- _Task to carry out_: Type out the data below in its entirety, exactly as given.

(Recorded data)
□ □ □ □ □

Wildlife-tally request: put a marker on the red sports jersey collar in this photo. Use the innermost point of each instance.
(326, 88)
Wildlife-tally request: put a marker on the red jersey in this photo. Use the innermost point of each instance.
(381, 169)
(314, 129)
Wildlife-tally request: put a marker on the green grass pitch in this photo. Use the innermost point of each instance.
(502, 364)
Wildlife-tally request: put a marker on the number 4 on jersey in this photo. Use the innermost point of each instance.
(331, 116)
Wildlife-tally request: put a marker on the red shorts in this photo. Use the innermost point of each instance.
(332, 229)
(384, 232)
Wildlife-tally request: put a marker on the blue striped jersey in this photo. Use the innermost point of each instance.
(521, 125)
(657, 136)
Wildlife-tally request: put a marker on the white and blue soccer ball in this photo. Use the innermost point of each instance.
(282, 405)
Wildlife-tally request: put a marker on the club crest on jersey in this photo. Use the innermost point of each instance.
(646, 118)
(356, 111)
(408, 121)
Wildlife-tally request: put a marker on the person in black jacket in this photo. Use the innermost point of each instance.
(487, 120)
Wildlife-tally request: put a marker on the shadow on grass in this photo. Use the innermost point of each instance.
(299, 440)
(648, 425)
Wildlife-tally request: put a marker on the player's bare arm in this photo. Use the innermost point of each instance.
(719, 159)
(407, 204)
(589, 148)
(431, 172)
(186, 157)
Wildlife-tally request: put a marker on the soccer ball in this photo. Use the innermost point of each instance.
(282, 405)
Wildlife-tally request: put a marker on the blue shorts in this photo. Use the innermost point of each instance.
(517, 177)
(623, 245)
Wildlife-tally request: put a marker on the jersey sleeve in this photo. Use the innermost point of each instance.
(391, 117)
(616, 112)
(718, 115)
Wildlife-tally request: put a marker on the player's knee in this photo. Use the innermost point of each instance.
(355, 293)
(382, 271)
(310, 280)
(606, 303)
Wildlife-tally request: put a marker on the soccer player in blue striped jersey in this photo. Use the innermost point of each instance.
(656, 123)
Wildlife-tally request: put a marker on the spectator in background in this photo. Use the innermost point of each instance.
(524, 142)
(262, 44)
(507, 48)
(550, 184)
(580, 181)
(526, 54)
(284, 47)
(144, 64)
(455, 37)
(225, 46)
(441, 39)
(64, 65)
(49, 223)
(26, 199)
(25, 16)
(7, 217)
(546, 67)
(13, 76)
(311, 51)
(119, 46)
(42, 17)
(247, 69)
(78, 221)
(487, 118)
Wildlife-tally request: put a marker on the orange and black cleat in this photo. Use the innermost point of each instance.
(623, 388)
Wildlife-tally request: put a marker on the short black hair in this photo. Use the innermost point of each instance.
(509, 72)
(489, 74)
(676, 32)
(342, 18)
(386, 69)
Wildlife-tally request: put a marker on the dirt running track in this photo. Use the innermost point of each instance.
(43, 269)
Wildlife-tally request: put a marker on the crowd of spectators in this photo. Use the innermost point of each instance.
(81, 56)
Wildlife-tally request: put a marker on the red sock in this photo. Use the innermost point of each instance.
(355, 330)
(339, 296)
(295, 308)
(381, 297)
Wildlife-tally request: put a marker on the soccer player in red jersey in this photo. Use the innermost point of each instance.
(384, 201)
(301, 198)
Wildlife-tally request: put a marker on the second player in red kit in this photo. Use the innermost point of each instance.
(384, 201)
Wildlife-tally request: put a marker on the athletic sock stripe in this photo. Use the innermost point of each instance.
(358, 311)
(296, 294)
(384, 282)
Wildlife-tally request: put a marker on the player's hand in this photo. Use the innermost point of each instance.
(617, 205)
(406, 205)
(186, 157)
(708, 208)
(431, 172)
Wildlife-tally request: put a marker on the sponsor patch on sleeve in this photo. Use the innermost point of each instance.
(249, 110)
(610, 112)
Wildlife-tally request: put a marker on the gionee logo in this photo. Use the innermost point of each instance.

□ □ □ □ □

- _Task output_:
Wildlife-tally request: put a marker on the red sports jersey collar in this photo. Use the innermost point of each instance.
(326, 88)
Wildlife-tally request: put a marker on the red jersey in this photo. Use the innermost point of each instance.
(381, 169)
(314, 129)
Wildlife-tally request: put a marker on the green grass pitch in this photo. Use the innermost point of each instance.
(502, 364)
Wildlife-tally request: put a marker on the number 4 on jersey in this photo. Use the innermost point of each instance.
(331, 116)
Wildlife-tally request: put a marker on the red shorts in this photo. Use the innermost point of each instance.
(332, 229)
(384, 232)
Wildlife-tally request: put a marker on the blue striped jersey in this photo. Use the innermost point of each instance.
(521, 125)
(657, 136)
Wildlife-tally request: put a marker on the white and blue soccer ball in this photo. Use the innermost point of each instance.
(282, 405)
Wildlife-tally request: put a marker on the club crest on jersey in this photo. Use the innermost point of each instance.
(646, 118)
(356, 111)
(408, 121)
Wildlife-tally request: put a marker on the person in black jacket in this photo. Use the innermost point of each instance.
(487, 120)
Wildlife-tally request: put a marker on the shadow on grass in this photo. Use the innermost point of each instance.
(299, 440)
(648, 425)
Wildlife-tally request: put a marker on the player's bare arm in this photo. Use the innermost point of each instance.
(719, 159)
(407, 204)
(589, 148)
(431, 172)
(186, 157)
Wildlife-tally request: put a marker on the soccer ball in this photo. Use the innermost point of each instance.
(282, 405)
Wildlife-tally request: put a marker on the blue shorts in this photo. Use the innermost point of each instance.
(517, 177)
(623, 245)
Wildlife-tally request: put a marker on the jersey sleeve in this photo. Use the innermost point of each instance.
(391, 117)
(616, 112)
(718, 115)
Wildlife-tally request: put a marker on the player's knee in this photo. Use the innermost point of each instance.
(355, 293)
(382, 271)
(310, 280)
(606, 303)
Wildlife-tally request: put a marker on the soccer player in blue striped jersey in this photo. Use the innermost point of each instance.
(656, 123)
Wildlife-tally request: put a marker on the spectator in background in this photo. Use the innermost point of each instance.
(524, 142)
(262, 44)
(507, 48)
(550, 184)
(580, 181)
(526, 54)
(284, 47)
(144, 64)
(455, 37)
(225, 46)
(441, 39)
(64, 65)
(49, 223)
(26, 199)
(25, 16)
(7, 217)
(546, 67)
(13, 76)
(311, 51)
(119, 46)
(42, 17)
(247, 69)
(78, 221)
(487, 118)
Wildlife-tally request: put a marker on the orange and black cleat in this photo. Use the innermost point of each instance.
(623, 388)
Wildlife-tally request: put a marker on the short black hair in this photo. Use the innermost point of each instance.
(509, 72)
(489, 74)
(676, 32)
(342, 18)
(386, 69)
Wildlife-tally request: put a marker on the dirt running track in this photo. Use the innermost point of each instance.
(43, 269)
Wildlife-tally request: put a marker on the crowd of spectators in this photo. Use the innermost point of each instance.
(81, 56)
Wildlife-tally request: put a marker on the red sock in this photo. Use the innermost point of each instance.
(355, 330)
(339, 296)
(295, 308)
(381, 297)
Wildlife-tally request: put a marker on the soccer player in red jersey in this photo. Use the innermost point of each instance.
(384, 201)
(301, 198)
Wildlife-tally request: put a marker on the second player in red kit in this photo. Use the innermost point of each instance.
(384, 201)
Wildlife-tally request: put a marker on the athletic sock stripe in this photo. Use the innermost point of each instance.
(358, 311)
(296, 294)
(384, 282)
Wildlife-tally request: put a marker on the player's hand in this photo. Use the innermost point of each instance.
(617, 205)
(406, 205)
(186, 157)
(708, 208)
(431, 172)
Wildlife-tally request: put a marker on the sponsor patch on sleeve in this photo. Use the innermost point of each instance.
(249, 110)
(610, 112)
Wildlife-tally request: put a marker on the gionee logo in this photo. Use the innermost point of each instance.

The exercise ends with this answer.